DATASET ROWS:
-------
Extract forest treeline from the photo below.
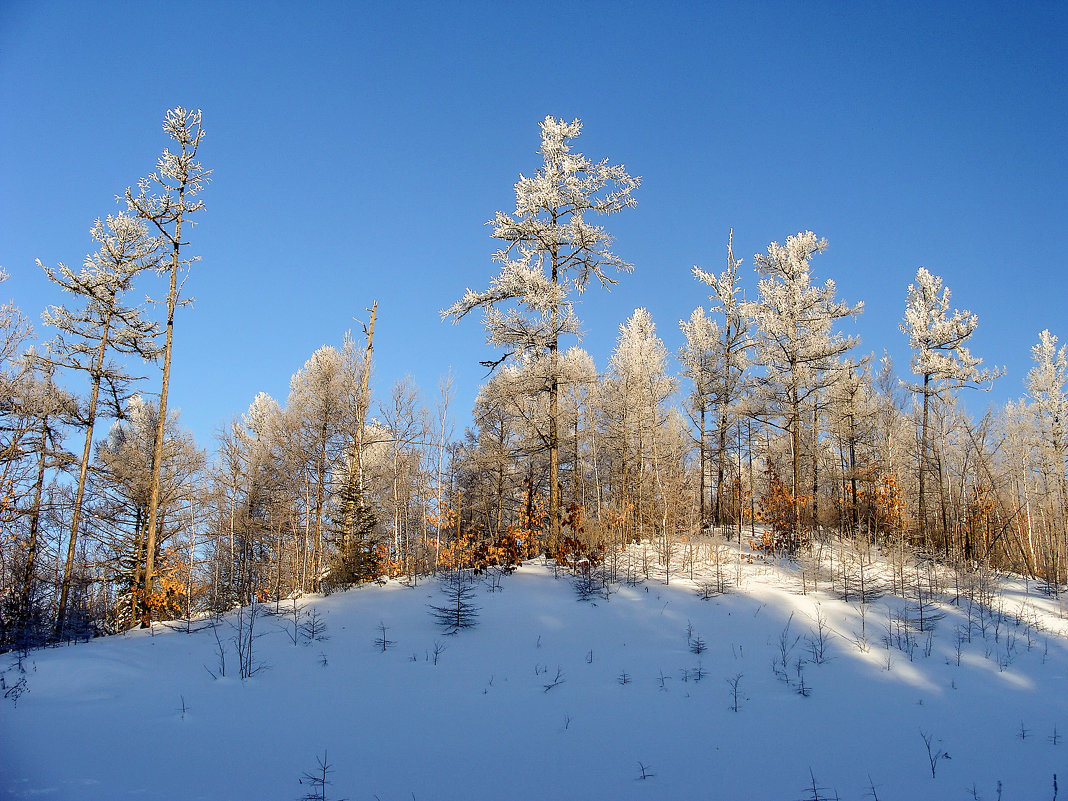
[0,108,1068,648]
-------
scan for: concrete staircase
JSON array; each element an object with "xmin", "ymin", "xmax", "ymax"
-------
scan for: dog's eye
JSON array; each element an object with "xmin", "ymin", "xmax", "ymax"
-------
SET PROBLEM:
Please tally the lines in the entries above that contain the word "scan" and reply with only that number.

RIGHT ANSWER:
2